## YOUR TASK:
From the data below, extract every line that contains the string "garden". Copy each of those lines in full.
[START]
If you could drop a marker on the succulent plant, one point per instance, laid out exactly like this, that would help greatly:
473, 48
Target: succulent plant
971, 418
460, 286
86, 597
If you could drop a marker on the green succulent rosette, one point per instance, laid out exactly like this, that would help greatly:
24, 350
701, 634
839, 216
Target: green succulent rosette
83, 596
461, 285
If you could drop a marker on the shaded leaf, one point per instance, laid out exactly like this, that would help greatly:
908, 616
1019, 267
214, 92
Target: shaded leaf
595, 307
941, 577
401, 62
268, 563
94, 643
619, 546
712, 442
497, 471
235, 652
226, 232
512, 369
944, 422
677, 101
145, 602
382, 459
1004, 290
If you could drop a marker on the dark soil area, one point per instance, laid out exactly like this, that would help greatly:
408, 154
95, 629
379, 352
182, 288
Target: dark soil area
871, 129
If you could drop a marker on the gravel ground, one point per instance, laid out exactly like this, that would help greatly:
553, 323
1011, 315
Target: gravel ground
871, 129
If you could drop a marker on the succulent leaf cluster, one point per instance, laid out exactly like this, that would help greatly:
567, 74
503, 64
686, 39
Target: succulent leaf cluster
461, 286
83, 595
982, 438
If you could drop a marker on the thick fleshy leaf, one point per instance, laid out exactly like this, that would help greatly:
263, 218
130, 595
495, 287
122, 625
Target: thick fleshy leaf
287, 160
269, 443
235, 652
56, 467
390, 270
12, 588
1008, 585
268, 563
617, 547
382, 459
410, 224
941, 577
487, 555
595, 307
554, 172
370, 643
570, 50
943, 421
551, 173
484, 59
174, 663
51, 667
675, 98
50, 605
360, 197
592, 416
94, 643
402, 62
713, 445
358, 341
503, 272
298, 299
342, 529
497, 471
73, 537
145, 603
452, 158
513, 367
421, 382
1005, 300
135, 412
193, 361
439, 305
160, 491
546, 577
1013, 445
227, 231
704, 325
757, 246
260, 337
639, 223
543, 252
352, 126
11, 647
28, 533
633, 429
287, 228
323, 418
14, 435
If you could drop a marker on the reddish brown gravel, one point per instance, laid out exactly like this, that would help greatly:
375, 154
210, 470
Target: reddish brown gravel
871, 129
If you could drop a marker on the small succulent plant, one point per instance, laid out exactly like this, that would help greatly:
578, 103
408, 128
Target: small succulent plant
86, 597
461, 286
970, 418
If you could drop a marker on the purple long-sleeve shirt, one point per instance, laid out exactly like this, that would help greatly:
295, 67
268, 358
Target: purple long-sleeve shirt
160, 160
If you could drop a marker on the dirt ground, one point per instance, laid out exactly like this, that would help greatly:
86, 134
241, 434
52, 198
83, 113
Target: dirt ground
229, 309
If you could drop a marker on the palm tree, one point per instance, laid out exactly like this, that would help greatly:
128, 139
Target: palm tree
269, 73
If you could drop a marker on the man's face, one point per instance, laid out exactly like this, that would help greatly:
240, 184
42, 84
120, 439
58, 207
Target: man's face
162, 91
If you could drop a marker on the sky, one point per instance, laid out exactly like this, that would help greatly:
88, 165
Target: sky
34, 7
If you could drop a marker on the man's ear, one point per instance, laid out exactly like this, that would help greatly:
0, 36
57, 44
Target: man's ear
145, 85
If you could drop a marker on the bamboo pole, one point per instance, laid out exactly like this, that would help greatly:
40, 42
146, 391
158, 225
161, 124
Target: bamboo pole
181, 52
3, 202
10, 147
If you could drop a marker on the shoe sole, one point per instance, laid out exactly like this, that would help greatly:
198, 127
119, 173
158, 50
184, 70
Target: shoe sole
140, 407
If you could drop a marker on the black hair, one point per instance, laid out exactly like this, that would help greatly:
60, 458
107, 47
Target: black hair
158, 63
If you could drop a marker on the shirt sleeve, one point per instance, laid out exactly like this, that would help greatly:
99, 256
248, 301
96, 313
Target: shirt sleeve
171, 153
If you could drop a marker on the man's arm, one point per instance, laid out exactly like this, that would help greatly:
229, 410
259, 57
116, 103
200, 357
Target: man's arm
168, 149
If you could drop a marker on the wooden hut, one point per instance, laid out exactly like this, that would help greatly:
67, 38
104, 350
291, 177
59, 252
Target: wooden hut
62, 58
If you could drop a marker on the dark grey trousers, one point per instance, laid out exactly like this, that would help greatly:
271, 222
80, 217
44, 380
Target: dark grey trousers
[END]
[START]
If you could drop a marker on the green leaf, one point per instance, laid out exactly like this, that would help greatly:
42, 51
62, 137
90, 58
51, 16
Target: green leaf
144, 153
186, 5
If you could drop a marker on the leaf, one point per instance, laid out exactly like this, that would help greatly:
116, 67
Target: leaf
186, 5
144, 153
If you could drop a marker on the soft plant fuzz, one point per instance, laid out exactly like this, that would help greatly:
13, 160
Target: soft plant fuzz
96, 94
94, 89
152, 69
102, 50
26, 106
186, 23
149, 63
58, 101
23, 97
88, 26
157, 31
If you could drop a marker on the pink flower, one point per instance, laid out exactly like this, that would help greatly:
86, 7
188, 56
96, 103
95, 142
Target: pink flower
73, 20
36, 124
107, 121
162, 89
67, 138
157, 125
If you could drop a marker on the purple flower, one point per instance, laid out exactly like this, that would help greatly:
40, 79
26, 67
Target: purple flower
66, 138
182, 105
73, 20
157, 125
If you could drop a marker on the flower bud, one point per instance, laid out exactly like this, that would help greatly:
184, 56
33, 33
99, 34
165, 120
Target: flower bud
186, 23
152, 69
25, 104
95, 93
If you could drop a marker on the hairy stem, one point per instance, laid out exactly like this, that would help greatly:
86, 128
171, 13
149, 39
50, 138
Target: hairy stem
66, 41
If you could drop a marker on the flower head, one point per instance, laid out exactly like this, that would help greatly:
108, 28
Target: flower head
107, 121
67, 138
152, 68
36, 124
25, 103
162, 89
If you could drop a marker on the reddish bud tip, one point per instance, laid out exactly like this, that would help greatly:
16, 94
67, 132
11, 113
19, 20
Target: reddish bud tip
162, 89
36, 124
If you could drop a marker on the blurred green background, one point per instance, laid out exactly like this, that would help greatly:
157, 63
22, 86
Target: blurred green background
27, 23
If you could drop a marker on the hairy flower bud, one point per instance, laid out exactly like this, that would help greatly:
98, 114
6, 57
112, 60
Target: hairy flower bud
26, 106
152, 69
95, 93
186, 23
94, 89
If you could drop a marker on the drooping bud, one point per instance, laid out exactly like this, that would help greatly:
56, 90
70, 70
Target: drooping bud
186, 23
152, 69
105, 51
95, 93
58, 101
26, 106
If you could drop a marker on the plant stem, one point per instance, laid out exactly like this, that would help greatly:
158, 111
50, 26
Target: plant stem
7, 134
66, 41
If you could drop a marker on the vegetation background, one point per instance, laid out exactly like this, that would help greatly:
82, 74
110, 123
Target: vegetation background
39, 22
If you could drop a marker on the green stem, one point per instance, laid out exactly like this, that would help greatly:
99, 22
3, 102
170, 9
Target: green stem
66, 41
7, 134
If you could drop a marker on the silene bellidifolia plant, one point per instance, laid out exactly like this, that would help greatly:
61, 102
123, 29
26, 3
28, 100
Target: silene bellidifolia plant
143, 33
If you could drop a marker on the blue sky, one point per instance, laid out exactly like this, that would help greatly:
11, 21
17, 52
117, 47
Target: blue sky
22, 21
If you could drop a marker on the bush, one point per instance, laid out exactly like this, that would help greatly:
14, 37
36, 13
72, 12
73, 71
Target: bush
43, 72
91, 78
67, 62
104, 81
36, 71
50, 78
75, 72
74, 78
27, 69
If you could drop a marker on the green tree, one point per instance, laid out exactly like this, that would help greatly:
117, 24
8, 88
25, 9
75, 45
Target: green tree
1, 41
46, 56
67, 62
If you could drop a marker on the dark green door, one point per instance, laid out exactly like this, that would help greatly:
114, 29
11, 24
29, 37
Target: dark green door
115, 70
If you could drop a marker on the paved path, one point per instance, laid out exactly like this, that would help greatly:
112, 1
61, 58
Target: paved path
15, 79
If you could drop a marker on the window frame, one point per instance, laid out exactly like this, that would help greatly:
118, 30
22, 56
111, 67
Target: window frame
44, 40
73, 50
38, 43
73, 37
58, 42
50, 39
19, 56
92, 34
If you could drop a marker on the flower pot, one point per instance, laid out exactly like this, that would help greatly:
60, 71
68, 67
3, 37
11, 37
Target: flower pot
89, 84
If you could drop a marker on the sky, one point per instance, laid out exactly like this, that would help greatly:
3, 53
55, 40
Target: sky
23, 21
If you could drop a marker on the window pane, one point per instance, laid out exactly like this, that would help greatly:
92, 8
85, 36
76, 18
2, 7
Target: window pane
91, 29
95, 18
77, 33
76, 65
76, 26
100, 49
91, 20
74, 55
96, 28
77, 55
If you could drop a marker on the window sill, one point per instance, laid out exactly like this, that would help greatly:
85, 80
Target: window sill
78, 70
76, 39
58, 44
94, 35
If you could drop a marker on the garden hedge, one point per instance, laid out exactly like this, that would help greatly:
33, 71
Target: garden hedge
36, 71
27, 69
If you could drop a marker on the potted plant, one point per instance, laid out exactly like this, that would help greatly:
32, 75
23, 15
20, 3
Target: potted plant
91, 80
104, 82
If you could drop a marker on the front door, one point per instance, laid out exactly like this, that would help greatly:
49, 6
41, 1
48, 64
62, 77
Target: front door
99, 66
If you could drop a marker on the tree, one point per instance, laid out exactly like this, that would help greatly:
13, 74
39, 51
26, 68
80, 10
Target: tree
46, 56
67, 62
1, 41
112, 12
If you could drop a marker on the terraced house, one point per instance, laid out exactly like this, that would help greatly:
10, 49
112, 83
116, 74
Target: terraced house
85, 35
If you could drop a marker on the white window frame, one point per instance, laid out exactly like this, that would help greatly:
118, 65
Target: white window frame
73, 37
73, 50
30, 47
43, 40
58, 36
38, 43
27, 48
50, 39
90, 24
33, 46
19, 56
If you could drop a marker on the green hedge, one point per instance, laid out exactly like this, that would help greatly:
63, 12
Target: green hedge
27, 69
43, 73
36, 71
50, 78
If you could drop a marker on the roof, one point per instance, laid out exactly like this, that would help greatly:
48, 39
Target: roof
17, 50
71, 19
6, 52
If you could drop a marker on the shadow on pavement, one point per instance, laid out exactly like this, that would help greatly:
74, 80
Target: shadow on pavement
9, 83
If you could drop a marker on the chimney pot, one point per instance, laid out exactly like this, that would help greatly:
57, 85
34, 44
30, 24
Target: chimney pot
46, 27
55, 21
[END]
[START]
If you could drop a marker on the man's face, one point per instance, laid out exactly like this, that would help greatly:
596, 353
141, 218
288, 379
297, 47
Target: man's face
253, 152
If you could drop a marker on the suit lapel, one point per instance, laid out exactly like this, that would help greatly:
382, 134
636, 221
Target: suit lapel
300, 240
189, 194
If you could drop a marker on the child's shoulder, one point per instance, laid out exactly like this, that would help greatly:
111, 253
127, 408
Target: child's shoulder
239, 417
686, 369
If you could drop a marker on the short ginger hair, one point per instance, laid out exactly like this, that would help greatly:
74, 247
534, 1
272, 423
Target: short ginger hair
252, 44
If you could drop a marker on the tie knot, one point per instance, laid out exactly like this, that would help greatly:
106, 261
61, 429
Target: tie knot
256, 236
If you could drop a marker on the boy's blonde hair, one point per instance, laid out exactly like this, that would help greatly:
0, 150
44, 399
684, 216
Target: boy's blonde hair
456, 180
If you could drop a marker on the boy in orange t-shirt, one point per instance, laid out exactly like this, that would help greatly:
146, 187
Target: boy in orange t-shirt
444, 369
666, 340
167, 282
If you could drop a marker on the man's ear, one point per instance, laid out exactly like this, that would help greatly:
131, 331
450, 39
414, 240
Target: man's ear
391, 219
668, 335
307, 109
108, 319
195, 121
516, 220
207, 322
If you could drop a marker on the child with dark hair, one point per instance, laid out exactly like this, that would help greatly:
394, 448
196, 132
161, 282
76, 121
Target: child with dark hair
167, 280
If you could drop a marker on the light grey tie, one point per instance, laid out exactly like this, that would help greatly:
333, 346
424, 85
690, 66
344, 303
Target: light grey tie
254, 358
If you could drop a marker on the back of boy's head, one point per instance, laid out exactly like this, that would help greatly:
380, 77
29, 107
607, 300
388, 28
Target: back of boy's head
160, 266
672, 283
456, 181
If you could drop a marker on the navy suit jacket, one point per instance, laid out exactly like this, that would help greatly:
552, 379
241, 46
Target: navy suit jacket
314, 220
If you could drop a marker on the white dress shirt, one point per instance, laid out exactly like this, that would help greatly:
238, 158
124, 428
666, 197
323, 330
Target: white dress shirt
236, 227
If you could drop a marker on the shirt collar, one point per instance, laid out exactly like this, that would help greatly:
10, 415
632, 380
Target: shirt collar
[END]
## REPLY TO THE TASK:
If you could drop a marker on the garden hedge, one point per instance, laid out exactly like this, that would help greatly:
Target: garden hedge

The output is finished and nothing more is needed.